→ DATA:
★ ★ ★ ★

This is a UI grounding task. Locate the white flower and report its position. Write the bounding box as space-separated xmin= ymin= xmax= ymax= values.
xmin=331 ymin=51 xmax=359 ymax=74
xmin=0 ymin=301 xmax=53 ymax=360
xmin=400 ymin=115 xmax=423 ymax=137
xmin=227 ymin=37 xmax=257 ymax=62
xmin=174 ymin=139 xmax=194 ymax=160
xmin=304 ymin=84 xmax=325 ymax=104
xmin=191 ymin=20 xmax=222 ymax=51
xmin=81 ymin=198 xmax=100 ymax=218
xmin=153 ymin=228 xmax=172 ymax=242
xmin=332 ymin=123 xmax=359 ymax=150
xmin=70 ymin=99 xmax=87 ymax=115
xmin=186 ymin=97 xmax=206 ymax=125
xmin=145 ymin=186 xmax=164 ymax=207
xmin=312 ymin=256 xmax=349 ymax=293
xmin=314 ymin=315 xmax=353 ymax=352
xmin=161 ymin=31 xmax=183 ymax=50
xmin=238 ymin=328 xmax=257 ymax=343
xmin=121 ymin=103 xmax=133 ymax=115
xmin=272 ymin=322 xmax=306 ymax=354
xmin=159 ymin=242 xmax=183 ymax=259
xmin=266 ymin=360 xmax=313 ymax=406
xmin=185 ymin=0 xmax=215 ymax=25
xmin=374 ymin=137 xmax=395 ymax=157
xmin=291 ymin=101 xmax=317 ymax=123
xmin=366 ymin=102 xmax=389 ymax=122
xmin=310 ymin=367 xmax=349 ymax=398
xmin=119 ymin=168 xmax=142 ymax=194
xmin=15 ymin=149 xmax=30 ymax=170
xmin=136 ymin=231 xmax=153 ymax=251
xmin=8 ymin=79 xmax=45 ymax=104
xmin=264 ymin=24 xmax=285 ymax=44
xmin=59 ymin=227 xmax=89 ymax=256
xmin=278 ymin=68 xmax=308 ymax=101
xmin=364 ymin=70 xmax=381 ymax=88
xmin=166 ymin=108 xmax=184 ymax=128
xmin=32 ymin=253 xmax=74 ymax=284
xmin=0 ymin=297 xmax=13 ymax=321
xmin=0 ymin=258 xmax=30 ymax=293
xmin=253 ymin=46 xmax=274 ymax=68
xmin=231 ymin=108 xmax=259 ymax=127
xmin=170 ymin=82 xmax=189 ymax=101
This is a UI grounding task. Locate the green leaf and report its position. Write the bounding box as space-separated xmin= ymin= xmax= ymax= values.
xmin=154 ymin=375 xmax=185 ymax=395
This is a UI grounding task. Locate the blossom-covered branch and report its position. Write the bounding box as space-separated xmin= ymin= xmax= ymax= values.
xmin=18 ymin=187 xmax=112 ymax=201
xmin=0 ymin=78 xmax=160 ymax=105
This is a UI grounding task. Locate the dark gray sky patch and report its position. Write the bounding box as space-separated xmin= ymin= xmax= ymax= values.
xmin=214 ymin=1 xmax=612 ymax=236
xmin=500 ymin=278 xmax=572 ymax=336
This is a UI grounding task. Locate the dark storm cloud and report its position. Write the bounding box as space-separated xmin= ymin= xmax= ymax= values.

★ ★ ★ ★

→ WHAT YOU WILL DO: Reproduce every row above word for word, from the first one through the last.

→ RESULT OF THIS EXERCISE:
This is a UI grounding task. Locate the white flower and report its position. Write the bounding box as space-separated xmin= ymin= xmax= ymax= values.
xmin=331 ymin=51 xmax=359 ymax=74
xmin=0 ymin=301 xmax=53 ymax=360
xmin=400 ymin=115 xmax=423 ymax=137
xmin=227 ymin=37 xmax=257 ymax=62
xmin=174 ymin=139 xmax=194 ymax=160
xmin=304 ymin=84 xmax=325 ymax=104
xmin=191 ymin=20 xmax=222 ymax=51
xmin=81 ymin=198 xmax=100 ymax=218
xmin=153 ymin=228 xmax=172 ymax=242
xmin=332 ymin=123 xmax=359 ymax=150
xmin=70 ymin=99 xmax=87 ymax=115
xmin=186 ymin=97 xmax=206 ymax=125
xmin=145 ymin=186 xmax=164 ymax=207
xmin=312 ymin=256 xmax=349 ymax=293
xmin=314 ymin=315 xmax=353 ymax=352
xmin=161 ymin=31 xmax=183 ymax=50
xmin=238 ymin=328 xmax=257 ymax=343
xmin=121 ymin=103 xmax=133 ymax=115
xmin=272 ymin=322 xmax=306 ymax=354
xmin=159 ymin=242 xmax=183 ymax=259
xmin=266 ymin=360 xmax=313 ymax=406
xmin=185 ymin=0 xmax=215 ymax=25
xmin=374 ymin=137 xmax=395 ymax=157
xmin=291 ymin=101 xmax=317 ymax=123
xmin=366 ymin=102 xmax=389 ymax=122
xmin=310 ymin=367 xmax=349 ymax=398
xmin=119 ymin=168 xmax=142 ymax=194
xmin=15 ymin=149 xmax=30 ymax=170
xmin=136 ymin=231 xmax=153 ymax=251
xmin=8 ymin=79 xmax=45 ymax=104
xmin=264 ymin=24 xmax=285 ymax=44
xmin=59 ymin=227 xmax=89 ymax=256
xmin=278 ymin=68 xmax=308 ymax=101
xmin=364 ymin=70 xmax=381 ymax=88
xmin=166 ymin=108 xmax=184 ymax=128
xmin=32 ymin=253 xmax=74 ymax=284
xmin=0 ymin=297 xmax=13 ymax=321
xmin=0 ymin=258 xmax=30 ymax=293
xmin=253 ymin=46 xmax=274 ymax=68
xmin=231 ymin=108 xmax=259 ymax=127
xmin=170 ymin=82 xmax=189 ymax=101
This is a UI grounding task. Locate the green leaf and report its position. Write the bounding box as space-separated xmin= ymin= xmax= ymax= values.
xmin=154 ymin=375 xmax=185 ymax=395
This is a UI grounding task. Locate the blossom-covered branch and report its position. Write the bounding box as space-separated xmin= ymin= xmax= ymax= values.
xmin=18 ymin=187 xmax=112 ymax=201
xmin=0 ymin=78 xmax=160 ymax=105
This is a UI grounding task. Locate the dark gray sky patch and report its position. Write the bounding box as space-separated xmin= ymin= xmax= ymax= values.
xmin=214 ymin=1 xmax=612 ymax=236
xmin=500 ymin=278 xmax=572 ymax=336
This is a UI grounding task. Locate the dark storm cloud and report its position. Write the bounding box as space-separated xmin= ymin= xmax= ymax= values.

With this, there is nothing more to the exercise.